**CHALLENGE:** Show every line of the records below that contains the string "leaf".

-- START SUPPLIED DATA --

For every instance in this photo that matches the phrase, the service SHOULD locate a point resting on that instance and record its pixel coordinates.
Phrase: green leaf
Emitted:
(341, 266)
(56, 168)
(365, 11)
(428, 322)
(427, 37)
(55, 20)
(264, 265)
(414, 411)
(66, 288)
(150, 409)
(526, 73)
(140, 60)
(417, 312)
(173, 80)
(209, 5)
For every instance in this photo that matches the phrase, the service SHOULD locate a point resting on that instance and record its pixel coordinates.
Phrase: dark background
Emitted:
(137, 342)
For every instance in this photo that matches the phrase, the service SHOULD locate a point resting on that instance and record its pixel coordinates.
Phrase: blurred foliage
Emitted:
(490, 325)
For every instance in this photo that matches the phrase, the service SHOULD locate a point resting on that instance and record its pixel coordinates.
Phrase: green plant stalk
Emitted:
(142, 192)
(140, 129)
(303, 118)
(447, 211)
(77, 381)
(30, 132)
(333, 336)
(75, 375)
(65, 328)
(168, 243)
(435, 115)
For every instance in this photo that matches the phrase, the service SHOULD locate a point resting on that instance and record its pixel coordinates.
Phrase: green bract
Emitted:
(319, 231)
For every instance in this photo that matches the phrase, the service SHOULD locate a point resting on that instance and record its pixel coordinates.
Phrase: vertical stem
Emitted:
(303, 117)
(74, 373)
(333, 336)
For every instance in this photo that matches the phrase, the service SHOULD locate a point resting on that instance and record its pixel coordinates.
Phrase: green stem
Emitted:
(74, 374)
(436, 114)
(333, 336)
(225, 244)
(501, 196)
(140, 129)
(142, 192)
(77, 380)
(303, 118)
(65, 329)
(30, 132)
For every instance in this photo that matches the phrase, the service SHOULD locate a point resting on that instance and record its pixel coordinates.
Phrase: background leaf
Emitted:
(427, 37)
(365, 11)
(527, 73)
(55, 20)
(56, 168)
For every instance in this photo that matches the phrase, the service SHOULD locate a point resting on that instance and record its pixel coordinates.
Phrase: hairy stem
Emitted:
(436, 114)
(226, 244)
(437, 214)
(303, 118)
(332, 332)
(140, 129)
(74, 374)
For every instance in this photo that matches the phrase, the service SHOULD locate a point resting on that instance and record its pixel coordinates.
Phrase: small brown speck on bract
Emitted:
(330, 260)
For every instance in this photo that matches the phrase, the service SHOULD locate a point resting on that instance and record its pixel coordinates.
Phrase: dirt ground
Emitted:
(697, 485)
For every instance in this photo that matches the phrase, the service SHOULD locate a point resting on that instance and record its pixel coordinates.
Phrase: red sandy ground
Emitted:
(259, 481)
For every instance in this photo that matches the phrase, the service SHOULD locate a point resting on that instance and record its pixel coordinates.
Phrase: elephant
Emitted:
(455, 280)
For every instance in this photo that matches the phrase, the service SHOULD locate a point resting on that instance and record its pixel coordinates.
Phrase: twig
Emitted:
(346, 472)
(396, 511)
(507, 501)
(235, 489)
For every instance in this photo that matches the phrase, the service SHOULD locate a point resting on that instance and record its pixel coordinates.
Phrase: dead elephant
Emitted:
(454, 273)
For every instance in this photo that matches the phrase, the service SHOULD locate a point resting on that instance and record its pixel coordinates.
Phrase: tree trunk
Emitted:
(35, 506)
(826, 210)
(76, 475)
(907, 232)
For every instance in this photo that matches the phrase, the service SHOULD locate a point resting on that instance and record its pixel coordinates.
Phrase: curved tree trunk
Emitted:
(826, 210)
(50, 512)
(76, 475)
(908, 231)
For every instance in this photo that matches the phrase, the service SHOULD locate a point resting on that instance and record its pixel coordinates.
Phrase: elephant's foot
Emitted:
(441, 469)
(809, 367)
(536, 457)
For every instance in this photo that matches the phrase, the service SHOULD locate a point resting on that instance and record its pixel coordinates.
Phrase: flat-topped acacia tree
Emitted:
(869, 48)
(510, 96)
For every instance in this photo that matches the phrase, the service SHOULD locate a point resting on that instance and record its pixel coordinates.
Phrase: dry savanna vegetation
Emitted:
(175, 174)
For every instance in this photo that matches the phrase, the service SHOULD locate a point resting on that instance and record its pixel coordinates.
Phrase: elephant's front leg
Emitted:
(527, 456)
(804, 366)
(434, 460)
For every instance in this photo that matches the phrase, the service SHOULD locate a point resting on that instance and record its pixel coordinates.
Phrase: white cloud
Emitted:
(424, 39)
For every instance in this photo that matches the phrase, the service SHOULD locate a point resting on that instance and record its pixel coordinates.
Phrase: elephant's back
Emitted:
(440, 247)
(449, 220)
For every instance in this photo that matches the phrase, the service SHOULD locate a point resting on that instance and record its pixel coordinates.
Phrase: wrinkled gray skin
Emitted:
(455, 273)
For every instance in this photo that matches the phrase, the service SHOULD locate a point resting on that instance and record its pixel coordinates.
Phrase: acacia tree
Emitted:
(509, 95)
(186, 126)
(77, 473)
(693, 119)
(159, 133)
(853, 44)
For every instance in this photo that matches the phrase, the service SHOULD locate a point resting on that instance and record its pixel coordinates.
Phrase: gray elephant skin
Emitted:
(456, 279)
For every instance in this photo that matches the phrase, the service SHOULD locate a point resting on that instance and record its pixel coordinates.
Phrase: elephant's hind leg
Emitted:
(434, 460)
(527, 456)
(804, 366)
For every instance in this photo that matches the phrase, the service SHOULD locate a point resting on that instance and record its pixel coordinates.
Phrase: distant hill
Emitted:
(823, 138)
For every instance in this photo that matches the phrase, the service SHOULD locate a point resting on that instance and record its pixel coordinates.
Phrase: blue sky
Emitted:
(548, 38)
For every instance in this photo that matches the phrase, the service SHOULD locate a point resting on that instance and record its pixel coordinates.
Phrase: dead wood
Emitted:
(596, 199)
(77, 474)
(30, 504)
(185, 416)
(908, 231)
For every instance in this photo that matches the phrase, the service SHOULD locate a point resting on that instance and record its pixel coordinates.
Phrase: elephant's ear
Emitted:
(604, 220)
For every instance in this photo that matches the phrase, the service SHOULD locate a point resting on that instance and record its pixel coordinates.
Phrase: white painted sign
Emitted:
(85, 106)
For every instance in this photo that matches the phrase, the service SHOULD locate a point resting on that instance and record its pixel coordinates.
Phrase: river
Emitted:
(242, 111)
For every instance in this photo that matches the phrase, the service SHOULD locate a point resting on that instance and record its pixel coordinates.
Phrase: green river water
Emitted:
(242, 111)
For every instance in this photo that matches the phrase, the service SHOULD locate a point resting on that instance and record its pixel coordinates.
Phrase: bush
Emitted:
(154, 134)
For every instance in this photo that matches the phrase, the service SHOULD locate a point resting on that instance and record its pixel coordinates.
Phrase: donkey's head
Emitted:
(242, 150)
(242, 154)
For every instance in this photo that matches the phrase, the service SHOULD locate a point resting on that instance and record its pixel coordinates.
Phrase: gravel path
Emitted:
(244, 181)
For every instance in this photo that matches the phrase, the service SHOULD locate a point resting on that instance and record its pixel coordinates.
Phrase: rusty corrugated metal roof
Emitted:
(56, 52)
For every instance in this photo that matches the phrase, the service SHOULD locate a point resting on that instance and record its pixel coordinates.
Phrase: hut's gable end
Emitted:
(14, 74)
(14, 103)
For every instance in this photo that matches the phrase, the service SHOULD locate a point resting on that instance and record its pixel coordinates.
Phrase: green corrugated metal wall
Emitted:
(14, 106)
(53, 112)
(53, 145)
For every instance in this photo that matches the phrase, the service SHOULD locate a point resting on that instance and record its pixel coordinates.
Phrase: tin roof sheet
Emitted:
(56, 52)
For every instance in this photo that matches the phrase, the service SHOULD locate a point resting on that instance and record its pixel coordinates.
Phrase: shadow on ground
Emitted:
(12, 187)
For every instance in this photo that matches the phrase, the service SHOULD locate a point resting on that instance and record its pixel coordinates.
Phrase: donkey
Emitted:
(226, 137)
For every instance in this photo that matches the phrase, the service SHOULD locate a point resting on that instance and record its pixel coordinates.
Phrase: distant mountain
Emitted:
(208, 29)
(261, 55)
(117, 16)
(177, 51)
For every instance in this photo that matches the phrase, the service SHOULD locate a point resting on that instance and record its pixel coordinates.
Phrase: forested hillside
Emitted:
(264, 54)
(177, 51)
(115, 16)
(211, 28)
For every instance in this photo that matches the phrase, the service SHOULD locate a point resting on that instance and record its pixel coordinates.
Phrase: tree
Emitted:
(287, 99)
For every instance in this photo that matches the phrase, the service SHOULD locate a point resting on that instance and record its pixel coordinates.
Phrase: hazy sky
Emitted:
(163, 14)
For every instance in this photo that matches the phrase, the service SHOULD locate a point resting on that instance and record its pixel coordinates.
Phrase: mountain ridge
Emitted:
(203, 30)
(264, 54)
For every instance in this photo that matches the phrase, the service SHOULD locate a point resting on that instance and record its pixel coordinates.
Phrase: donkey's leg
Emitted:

-- END SUPPLIED DATA --

**WRITTEN SOLUTION:**
Phrase: green leaf
Phrase: background leaf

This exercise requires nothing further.